*Text provided*.
+===+
You know...I think things are worse now than the dot-com crash back in 2001.
Back in 1997, I was laid off from work (the first of MANY layoffs) I spent two years unemployed. When I found myself out of work in 2001, I didn't find stead work until 2003. So two years has always been my "benchmark" for unemployment.
'97 wasn't because of an economic downturn, but because my job moved out of state, and I coudln't afford a move to Massachusettes less than a year after moving to Pennsylvania.
The 2001 Dot-Com bust, that destroyed the tech sector for two years. It was a massive gut-punch that happened over the course of a few months. The layoffs ended quickly, but it took years to recover. heavily changed (and now extremely exploited).
The 2008 Depression wasn't too bad. My layoff there ended with me back at work in less than three months, at the job I'd stay at for ten years.
This one, though. It's two years since the layoffs started...but they havent' stopped. There's been almost no recovery in the tech sector I've seen at ALL. I'm two years in, probaby at LEAST a thousand resumes put in, no work, and more and more of my friends are now job hunting as well.
+===+
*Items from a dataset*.
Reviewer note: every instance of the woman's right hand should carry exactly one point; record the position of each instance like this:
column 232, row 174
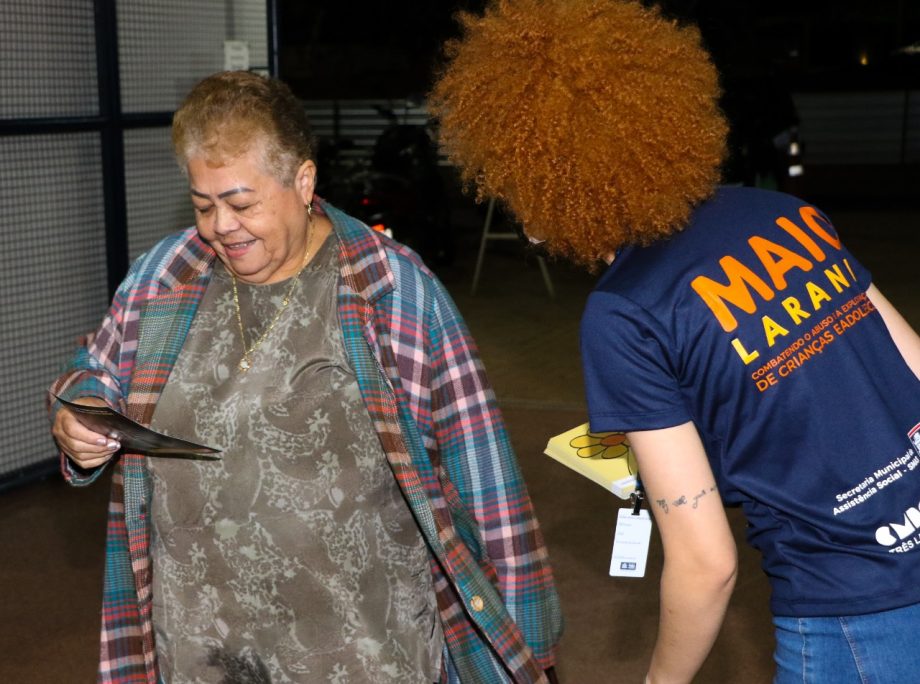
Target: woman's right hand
column 86, row 448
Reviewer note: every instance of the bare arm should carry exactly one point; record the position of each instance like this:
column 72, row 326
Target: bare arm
column 700, row 558
column 905, row 338
column 87, row 449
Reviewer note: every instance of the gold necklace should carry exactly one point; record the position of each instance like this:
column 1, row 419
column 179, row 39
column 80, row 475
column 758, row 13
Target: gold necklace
column 246, row 362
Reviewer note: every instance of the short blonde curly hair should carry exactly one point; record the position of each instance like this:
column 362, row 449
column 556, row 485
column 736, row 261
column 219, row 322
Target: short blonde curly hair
column 230, row 112
column 595, row 121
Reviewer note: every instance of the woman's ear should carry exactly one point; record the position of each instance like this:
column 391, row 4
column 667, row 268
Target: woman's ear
column 305, row 181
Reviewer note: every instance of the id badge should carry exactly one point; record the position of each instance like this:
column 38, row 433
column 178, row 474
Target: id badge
column 630, row 543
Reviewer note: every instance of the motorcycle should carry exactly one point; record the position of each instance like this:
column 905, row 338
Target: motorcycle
column 398, row 191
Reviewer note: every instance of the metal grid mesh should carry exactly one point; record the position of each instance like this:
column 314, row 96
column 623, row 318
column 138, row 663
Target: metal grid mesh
column 157, row 192
column 49, row 58
column 53, row 277
column 166, row 46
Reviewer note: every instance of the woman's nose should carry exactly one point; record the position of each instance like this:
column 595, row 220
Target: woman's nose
column 225, row 221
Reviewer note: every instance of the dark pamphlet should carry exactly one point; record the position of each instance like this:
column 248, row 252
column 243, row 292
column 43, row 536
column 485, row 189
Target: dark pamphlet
column 133, row 436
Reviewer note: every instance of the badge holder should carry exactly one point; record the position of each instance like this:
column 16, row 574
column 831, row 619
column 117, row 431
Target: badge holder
column 632, row 537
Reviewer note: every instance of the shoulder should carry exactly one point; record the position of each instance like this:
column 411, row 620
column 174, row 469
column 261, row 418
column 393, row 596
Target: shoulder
column 176, row 258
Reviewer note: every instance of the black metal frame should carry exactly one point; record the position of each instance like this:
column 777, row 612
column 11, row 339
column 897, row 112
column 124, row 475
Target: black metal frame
column 111, row 123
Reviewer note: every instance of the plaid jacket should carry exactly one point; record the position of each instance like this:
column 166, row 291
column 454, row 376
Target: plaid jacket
column 426, row 392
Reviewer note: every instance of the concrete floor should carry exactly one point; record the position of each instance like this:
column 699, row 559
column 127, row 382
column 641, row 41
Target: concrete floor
column 51, row 536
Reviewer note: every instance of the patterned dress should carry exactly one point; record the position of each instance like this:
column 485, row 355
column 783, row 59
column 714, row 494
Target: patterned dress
column 295, row 557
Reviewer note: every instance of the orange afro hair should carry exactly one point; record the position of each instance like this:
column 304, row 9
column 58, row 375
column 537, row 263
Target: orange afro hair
column 595, row 121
+===+
*Check your understanding*.
**A)** In the post about tech layoffs, how long after the 2008 layoff was the writer back at work?
**B)** From the post about tech layoffs, quote everything from "Back in 1997, I" down to "now extremely exploited).".
**C)** Extend the post about tech layoffs, picking up after its final sentence.

*Answers for each item*.
**A)** Less than three months.

**B)**
Back in 1997, I was laid off from work (the first of MANY layoffs) I spent two years unemployed. When I found myself out of work in 2001, I didn't find stead work until 2003. So two years has always been my "benchmark" for unemployment.
'97 wasn't because of an economic downturn, but because my job moved out of state, and I coudln't afford a move to Massachusettes less than a year after moving to Pennsylvania.
The 2001 Dot-Com bust, that destroyed the tech sector for two years. It was a massive gut-punch that happened over the course of a few months. The layoffs ended quickly, but it took years to recover. heavily changed (and now extremely exploited).

**C)**
I honestly don't think there's going to be a recovery from this. As companies move to AI cause it's cheap and continuing to be sent offshore, I think this is about as good as it's going to get in tech, and it's not good.
Even if it does recover, given how long the layoffs have been, I'm expecting it to take JUST as long, so we're not looking at a decent recovery until 2026. If at all.
Maybe I'm being pessimistic. But at nearing two years unemployed, losing the apartment at the end of the year, and burning money that would have been for my surgery...well...it's pretty pessimistic around here.
And why I'm probably going to have to restart my employment life from the bottom up.